━━ DOCUMENT EXTRACT

Digital Detox: A Reclamation of Energy
What you’ll find in this story
Why I chose to take a digital detox
What this detox looked like for me
My biggest lessons and reminders
Why digital detoxes don’t have to be difficult
Journal Prompts for self-reflection
A gentle invitation to stay connected beyond social media
Before we begin,
I invite you to settle into your body,
soften your breath,
and let this story meet you where you are.
So… why did I choose to detox from the digital world?
For the past few years, my life has been beautifully FULL!
I’ve been traveling consistently for work since 2022 — and by mid-2024 I was fully nomadic, fresh out of a 4-year relationship, moving from city to city and country to country every few weeks. I was teaching, performing, sharing my adventures online, and pouring myself into each community I found myself in! I was living my dream life and I absolutely ADORED this season!
Through this journey I’ve realized that even our dream lives can become exhausting. And sometimes, it’s hard to notice when we need a break — especially when we’re doing the things we love.
For context, my work as an artist and entrepreneur requires a lot from me:
planning workshop tours, mentorships, and creative projects
updating webpages, scheduling sites, and doing administrative tasks
taking photos and recording videos
writing, editing content, and sharing online
responding to comments and DMs
intentionally engaging with my online friends and creatives
meeting up with my in-person communities around the world
and being “on” in other countless and invisible ways
As a creator — and as someone who truly prioritizes being present in my physical life — I assumed I wasn’t spending that much time online because I wasn’t “just scrolling” or “mindlessly consuming.”
But when I looked at the sheer amount of time it takes to create, share, engage, respond, and maintain an online presence, I realized how much of my life force was being funneled into the digital realm…
8 hours a day, to be exact.
And that’s not inherently a bad thing — but for me, it was something worth addressing.
Between my lengthy screen time, constant travel, community connections, and my basic human needs of eating and sleeping, I barely had time for the rituals that truly nurture my creative energy. I was always in output mode — and it’s important to ask ourselves:
Where is that output flowing from?
Let’s just say, my creative well felt like it was running dry…
Fast forward to this summer — August 2025 — something inside me started whispering:
“You need stillness.”
“You need solitude.”
“You need to come home to yourself.”

━━━━
━━ MATERIAL PROVIDED

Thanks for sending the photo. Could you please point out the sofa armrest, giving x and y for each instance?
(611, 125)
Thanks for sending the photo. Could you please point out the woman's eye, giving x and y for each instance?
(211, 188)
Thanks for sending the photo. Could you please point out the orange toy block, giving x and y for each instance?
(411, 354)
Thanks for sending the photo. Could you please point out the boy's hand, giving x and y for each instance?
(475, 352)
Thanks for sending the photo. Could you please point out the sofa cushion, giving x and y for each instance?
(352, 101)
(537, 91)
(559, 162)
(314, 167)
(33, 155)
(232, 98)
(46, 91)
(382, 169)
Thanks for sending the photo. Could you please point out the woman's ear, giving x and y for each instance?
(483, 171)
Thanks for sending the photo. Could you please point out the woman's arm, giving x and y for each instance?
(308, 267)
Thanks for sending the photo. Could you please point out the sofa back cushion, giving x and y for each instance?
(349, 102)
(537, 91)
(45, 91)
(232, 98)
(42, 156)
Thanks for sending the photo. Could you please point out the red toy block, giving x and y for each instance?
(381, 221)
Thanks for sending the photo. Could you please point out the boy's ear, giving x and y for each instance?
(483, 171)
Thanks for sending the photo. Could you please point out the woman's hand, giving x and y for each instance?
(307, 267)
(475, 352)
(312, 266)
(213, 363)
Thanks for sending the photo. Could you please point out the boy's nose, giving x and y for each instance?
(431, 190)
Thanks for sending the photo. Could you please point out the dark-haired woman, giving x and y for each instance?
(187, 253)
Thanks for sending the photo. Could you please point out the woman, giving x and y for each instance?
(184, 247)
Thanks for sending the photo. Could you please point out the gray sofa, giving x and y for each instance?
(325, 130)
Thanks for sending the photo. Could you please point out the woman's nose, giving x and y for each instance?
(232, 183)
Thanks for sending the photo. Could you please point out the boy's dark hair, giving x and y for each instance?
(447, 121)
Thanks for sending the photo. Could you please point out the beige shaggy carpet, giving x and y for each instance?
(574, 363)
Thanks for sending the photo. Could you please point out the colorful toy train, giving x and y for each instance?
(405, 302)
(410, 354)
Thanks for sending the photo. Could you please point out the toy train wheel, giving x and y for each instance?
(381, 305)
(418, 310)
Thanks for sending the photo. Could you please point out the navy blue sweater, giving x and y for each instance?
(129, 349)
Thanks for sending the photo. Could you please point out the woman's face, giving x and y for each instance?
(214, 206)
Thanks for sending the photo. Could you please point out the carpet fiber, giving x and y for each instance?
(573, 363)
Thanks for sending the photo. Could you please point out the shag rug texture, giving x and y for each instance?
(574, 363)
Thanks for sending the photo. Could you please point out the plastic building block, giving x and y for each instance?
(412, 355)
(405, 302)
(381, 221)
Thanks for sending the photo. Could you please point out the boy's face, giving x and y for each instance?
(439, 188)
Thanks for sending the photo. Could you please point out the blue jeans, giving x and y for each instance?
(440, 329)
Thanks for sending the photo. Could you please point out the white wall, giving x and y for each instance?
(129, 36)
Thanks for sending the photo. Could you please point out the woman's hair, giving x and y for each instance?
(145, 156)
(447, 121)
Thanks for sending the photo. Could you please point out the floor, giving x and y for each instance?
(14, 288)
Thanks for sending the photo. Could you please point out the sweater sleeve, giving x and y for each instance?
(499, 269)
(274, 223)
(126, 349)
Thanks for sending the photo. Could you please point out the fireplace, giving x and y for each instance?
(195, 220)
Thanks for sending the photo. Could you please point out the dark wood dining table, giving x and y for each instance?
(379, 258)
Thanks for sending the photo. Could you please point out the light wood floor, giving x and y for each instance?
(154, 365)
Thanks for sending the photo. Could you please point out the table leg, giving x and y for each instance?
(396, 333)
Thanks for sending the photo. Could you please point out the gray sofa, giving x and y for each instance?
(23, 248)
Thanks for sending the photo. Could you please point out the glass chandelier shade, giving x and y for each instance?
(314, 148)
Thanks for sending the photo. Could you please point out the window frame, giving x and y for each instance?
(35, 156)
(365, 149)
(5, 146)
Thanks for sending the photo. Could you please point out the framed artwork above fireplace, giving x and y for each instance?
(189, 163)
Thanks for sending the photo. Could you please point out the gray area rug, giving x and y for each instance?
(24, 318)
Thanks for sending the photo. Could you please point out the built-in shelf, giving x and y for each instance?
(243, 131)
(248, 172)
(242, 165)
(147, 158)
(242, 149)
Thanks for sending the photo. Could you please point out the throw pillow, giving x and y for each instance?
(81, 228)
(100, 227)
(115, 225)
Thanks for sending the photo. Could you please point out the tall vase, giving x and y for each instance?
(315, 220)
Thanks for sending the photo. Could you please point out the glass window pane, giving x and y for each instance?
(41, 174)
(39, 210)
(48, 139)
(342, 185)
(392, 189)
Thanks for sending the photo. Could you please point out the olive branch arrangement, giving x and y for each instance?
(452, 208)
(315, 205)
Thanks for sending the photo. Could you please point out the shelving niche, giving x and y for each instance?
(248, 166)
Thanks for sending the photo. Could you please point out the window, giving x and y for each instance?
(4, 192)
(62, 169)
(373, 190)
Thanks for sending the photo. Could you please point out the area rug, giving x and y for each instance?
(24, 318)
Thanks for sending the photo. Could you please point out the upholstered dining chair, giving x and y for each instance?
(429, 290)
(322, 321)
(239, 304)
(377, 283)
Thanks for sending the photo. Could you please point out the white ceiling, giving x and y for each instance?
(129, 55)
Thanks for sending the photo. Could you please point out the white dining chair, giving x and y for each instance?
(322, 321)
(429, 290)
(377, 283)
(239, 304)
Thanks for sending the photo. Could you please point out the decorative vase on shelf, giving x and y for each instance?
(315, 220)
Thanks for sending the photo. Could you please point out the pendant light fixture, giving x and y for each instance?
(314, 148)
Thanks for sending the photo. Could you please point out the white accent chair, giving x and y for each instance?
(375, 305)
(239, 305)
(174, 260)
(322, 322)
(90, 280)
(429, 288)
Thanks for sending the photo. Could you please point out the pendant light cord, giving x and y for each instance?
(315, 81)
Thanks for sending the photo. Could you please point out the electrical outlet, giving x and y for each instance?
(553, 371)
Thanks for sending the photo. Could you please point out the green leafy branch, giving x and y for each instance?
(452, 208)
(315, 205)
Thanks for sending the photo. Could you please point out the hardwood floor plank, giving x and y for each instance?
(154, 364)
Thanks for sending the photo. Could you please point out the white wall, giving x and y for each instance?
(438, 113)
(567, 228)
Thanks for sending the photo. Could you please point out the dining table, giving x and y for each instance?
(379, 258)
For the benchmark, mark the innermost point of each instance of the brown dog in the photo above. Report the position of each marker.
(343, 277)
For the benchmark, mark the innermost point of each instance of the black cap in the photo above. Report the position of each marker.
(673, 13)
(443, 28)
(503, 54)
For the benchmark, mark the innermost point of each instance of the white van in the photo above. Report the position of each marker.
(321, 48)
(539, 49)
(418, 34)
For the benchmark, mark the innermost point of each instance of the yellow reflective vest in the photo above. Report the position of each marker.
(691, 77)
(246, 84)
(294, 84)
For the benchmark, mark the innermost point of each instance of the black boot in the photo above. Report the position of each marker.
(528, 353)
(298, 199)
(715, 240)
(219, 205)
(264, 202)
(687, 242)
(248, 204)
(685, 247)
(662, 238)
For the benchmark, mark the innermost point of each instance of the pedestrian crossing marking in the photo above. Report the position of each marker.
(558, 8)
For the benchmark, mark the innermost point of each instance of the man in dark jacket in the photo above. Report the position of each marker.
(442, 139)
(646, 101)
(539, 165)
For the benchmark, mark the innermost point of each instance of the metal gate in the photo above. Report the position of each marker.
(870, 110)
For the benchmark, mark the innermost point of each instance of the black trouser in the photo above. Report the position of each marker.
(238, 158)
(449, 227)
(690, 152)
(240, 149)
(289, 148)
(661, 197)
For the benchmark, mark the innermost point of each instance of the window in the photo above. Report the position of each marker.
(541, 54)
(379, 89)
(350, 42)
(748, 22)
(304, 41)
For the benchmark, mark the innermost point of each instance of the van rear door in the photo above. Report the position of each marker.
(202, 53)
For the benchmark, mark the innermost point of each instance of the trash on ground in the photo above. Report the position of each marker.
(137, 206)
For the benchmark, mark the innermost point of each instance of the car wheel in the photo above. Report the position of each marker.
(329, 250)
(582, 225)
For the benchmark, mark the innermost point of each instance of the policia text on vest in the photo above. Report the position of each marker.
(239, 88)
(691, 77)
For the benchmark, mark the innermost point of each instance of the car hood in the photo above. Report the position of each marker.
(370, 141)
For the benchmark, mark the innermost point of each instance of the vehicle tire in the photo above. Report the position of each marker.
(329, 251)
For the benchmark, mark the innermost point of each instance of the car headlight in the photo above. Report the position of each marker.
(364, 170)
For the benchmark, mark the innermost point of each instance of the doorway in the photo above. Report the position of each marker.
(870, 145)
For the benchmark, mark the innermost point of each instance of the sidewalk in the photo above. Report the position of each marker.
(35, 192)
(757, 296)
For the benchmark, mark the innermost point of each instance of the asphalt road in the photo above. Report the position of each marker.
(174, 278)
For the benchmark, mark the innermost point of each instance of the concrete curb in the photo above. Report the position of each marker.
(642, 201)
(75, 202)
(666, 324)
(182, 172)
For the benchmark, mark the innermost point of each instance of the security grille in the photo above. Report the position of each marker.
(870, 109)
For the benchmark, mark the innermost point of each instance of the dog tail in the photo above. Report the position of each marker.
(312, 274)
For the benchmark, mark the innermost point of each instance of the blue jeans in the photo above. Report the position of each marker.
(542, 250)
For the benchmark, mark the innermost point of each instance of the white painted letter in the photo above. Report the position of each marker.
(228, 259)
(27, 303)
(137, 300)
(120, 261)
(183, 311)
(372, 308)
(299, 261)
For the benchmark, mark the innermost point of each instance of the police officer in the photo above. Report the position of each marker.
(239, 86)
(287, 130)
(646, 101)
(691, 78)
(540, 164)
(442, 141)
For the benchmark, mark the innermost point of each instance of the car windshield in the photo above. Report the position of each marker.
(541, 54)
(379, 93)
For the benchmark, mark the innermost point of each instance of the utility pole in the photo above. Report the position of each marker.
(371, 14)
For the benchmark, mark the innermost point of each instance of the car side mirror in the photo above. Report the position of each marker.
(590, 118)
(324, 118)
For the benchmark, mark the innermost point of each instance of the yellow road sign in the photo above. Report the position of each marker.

━━━━

= INSTRUCTIONS FOR THE TASK =
Copy the part of the digital detox story starting with "Digital Detox: A" and going on through "the digital world?".

= OUTPUT =
Digital Detox: A Reclamation of Energy
What you’ll find in this story
Why I chose to take a digital detox
What this detox looked like for me
My biggest lessons and reminders
Why digital detoxes don’t have to be difficult
Journal Prompts for self-reflection
A gentle invitation to stay connected beyond social media
Before we begin,
I invite you to settle into your body,
soften your breath,
and let this story meet you where you are.
So… why did I choose to detox from the digital world?